# THE PROBLEM
Rewrite the passage on the EU financial framework from "- The creation" to "to the challenges.", changing "crisis reserve" to "emergency reserve".

# PAGE EXCERPT

____

Paris, 20 February 2018: The Commission Communication of 14 February 2018 on the Multiannual Financial Framework in the run-up to the informal meeting of Heads of State on 23 February is a document endorsing the EU’s disengagement agricultural policy, although it specifies the following useful principles:
- The search for European added value in budgetary choices, recalling what is the foundation of the European Union, the subsidiarity which establishes that “an expenditure at European level must be more effective than an expenditure at national level”.
- Budgetary flexibility that should lead to “rethink current mechanisms”
- The creation of a much more consistent crisis reserve, between 21 and 28 billion euros to deal with unforeseen events or investments.
- Finally the establishment of a strategic investment fund of 500 billion euros or even 1000 to 2000 billion.
These principles fully open the way for a CAP reform in line with the proposals made by the Momagri think tank.
At this stage of political orientations, one can only agree, even if the reflection on resources does not yet open up an increase of sufficient resources to ensure a future for the construction of Europe.
But the simulations and recommendations of the Commission for the development or withdrawal of European policies are not up to the challenges.

____

# LISTED ENTRIES
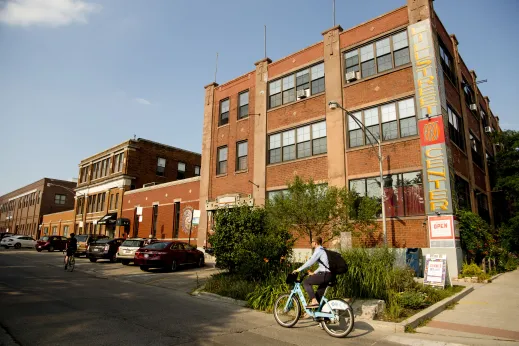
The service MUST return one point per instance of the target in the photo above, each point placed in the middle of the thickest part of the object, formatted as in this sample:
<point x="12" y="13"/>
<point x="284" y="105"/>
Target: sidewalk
<point x="487" y="315"/>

____

# EXERCISE OUTPUT
- The creation of a much more consistent emergency reserve, between 21 and 28 billion euros to deal with unforeseen events or investments.
- Finally the establishment of a strategic investment fund of 500 billion euros or even 1000 to 2000 billion.
These principles fully open the way for a CAP reform in line with the proposals made by the Momagri think tank.
At this stage of political orientations, one can only agree, even if the reflection on resources does not yet open up an increase of sufficient resources to ensure a future for the construction of Europe.
But the simulations and recommendations of the Commission for the development or withdrawal of European policies are not up to the challenges.